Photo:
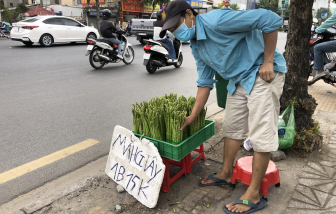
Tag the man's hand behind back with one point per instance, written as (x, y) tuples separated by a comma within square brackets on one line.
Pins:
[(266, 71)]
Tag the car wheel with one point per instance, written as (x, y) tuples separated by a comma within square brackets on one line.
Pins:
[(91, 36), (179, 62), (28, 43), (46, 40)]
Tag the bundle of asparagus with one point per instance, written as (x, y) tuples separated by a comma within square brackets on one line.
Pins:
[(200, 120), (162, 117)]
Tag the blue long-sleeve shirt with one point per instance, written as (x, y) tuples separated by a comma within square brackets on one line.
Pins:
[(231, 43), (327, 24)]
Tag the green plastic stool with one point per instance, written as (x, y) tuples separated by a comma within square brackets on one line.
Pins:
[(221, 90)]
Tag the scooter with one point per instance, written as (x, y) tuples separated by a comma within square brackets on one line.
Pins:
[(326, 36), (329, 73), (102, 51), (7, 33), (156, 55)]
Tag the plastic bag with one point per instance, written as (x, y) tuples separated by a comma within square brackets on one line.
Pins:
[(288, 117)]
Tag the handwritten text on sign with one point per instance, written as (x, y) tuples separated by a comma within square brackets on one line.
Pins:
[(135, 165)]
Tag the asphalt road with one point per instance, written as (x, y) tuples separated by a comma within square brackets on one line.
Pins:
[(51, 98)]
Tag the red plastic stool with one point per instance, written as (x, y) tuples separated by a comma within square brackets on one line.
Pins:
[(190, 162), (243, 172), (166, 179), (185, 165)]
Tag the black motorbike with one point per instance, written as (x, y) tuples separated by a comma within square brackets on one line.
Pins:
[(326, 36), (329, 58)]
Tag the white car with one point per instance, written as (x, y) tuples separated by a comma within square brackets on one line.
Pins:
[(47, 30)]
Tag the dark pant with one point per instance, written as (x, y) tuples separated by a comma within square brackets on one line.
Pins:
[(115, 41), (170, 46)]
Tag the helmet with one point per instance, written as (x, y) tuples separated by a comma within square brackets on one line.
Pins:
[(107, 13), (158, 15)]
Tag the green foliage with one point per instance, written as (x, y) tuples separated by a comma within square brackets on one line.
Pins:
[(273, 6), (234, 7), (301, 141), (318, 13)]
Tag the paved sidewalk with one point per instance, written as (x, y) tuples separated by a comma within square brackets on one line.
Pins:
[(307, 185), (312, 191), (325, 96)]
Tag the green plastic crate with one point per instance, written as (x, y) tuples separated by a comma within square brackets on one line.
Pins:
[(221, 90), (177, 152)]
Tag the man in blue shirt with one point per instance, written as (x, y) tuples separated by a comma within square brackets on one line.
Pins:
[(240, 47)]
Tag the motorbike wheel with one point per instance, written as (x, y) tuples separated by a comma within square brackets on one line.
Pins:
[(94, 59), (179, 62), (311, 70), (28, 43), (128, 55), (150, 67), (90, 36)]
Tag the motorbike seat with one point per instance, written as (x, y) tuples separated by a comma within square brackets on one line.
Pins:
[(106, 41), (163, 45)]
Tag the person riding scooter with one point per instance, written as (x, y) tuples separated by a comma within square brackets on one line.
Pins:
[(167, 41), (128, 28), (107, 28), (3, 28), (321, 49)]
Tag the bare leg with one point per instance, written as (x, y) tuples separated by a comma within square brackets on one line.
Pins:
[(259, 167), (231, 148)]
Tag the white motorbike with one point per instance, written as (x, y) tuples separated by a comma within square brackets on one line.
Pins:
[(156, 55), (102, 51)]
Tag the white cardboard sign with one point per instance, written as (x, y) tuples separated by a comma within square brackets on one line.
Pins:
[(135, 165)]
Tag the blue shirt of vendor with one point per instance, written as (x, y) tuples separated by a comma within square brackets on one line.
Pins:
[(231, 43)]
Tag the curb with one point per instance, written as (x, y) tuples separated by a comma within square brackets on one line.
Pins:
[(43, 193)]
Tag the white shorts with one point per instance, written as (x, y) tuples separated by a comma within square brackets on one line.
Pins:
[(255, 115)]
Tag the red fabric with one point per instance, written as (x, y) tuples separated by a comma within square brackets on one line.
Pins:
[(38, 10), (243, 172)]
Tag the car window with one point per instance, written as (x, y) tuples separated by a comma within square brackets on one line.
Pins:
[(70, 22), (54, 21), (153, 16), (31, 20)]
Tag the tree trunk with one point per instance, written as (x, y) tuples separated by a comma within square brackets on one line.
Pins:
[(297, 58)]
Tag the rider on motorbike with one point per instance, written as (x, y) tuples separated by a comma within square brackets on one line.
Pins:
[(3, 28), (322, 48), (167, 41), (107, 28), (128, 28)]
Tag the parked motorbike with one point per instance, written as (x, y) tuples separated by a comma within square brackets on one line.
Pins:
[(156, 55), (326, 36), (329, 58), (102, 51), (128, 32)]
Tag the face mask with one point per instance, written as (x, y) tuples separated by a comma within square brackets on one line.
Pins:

========

- Description of the task -
Find and copy each line of the material that holds the word "green".

- Solution to this problem -
Tag the green plastic stool with one point per instance, written as (x, y) tuples separated by a comma within square brackets on one line.
Tag the green foliage with one point per instance, written as (x, y) tuples separated by a comma within square brackets on one line.
Tag the green plastic crate with one point per instance, written as (x, y) tuples separated by a comma within square brackets on one line.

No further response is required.